# Why did the Nazgul think stabbing Frodo would give them victory?



## BalrogRingDestroyer (Jun 13, 2018)

I know this seems awful to think about as decent people, but consider what Mordor would have done in the situation of the good guys. Who is to say that after Frodo was stabbed, that they wouldn't just leave him to die and give the Ring to someone stronger like Aragorn? Staying with Frodo would endanger the lot of them, especially if he was won over by the wound and fell to the will of the Enemy. 

One would have thought that Sauron, who was so power hungry that the idea of someone wanting to destroy the Ring rather than use it NEVER occurred to him till Frodo claimed it on Mount Doom and the whole plan of the Council of Elrond was exposed to him, would have assumed that Strider and the three other Hobbits would leave Frodo to die and run with the Ring themselves in hopes of defeating Sauron and using the Ring themselves. That they would run the risk of Frodo falling and all being lost wouldn't seem like something that Mordor would think of.

WRITTEN TASK.
Decide whether each statement below agrees with the forum post about the Nazgul stabbing Frodo, answering yes or no and quoting the words from the post that settle it. 1. The poster names Aragorn as someone stronger who might be given the Ring. 2. The post says staying with Frodo would keep the group safe. 3. The post says Sauron did not think of anyone destroying the Ring until Frodo claimed it on Mount Doom.

Excerpt from a dataset.

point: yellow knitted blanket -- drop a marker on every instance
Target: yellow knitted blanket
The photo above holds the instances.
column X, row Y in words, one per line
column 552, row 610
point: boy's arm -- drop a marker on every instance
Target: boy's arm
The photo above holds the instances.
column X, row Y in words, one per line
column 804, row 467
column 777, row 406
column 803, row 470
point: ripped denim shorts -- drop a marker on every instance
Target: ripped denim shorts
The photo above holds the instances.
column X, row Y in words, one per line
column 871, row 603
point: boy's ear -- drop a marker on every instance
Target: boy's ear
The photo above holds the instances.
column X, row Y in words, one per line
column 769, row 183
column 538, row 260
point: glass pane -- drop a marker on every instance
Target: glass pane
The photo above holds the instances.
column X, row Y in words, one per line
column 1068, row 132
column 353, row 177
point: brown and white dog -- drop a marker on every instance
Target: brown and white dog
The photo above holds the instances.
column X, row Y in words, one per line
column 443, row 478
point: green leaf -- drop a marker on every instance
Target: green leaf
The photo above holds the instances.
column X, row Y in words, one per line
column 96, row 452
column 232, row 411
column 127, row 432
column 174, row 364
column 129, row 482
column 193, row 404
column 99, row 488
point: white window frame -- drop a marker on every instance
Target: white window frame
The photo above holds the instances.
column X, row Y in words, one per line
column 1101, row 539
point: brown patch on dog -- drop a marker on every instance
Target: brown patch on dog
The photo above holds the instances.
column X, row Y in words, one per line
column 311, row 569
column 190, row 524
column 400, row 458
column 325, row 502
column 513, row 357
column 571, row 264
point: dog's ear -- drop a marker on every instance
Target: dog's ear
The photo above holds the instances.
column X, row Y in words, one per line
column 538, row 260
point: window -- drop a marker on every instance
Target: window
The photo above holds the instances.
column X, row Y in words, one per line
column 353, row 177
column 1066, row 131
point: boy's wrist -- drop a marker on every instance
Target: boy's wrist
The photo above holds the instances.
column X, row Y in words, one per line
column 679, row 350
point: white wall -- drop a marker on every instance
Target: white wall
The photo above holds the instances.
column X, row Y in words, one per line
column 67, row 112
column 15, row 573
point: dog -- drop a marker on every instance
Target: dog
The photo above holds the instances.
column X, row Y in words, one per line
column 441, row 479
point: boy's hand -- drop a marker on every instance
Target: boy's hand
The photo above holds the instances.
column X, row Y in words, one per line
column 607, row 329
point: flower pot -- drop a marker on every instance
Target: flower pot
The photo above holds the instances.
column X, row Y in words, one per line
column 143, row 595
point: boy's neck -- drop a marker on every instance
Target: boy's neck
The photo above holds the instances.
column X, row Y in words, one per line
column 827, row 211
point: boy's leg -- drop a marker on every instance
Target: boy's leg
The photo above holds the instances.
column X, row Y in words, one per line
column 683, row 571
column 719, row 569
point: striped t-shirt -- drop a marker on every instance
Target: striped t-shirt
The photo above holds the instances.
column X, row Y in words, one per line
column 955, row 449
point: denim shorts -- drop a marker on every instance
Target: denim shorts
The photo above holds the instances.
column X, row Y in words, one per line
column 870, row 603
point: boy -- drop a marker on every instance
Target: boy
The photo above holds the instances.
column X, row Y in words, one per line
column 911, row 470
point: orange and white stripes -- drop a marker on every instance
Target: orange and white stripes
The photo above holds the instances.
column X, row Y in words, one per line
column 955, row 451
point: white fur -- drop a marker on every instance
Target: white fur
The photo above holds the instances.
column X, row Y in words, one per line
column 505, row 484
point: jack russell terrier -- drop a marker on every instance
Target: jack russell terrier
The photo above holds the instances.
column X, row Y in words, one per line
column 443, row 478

WRITTEN SOLUTION.
1. Yes: "give the Ring to someone stronger like Aragorn"
2. No: "Staying with Frodo would endanger the lot of them"
3. Yes: "the idea of someone wanting to destroy the Ring rather than use it NEVER occurred to him till Frodo claimed it on Mount Doom"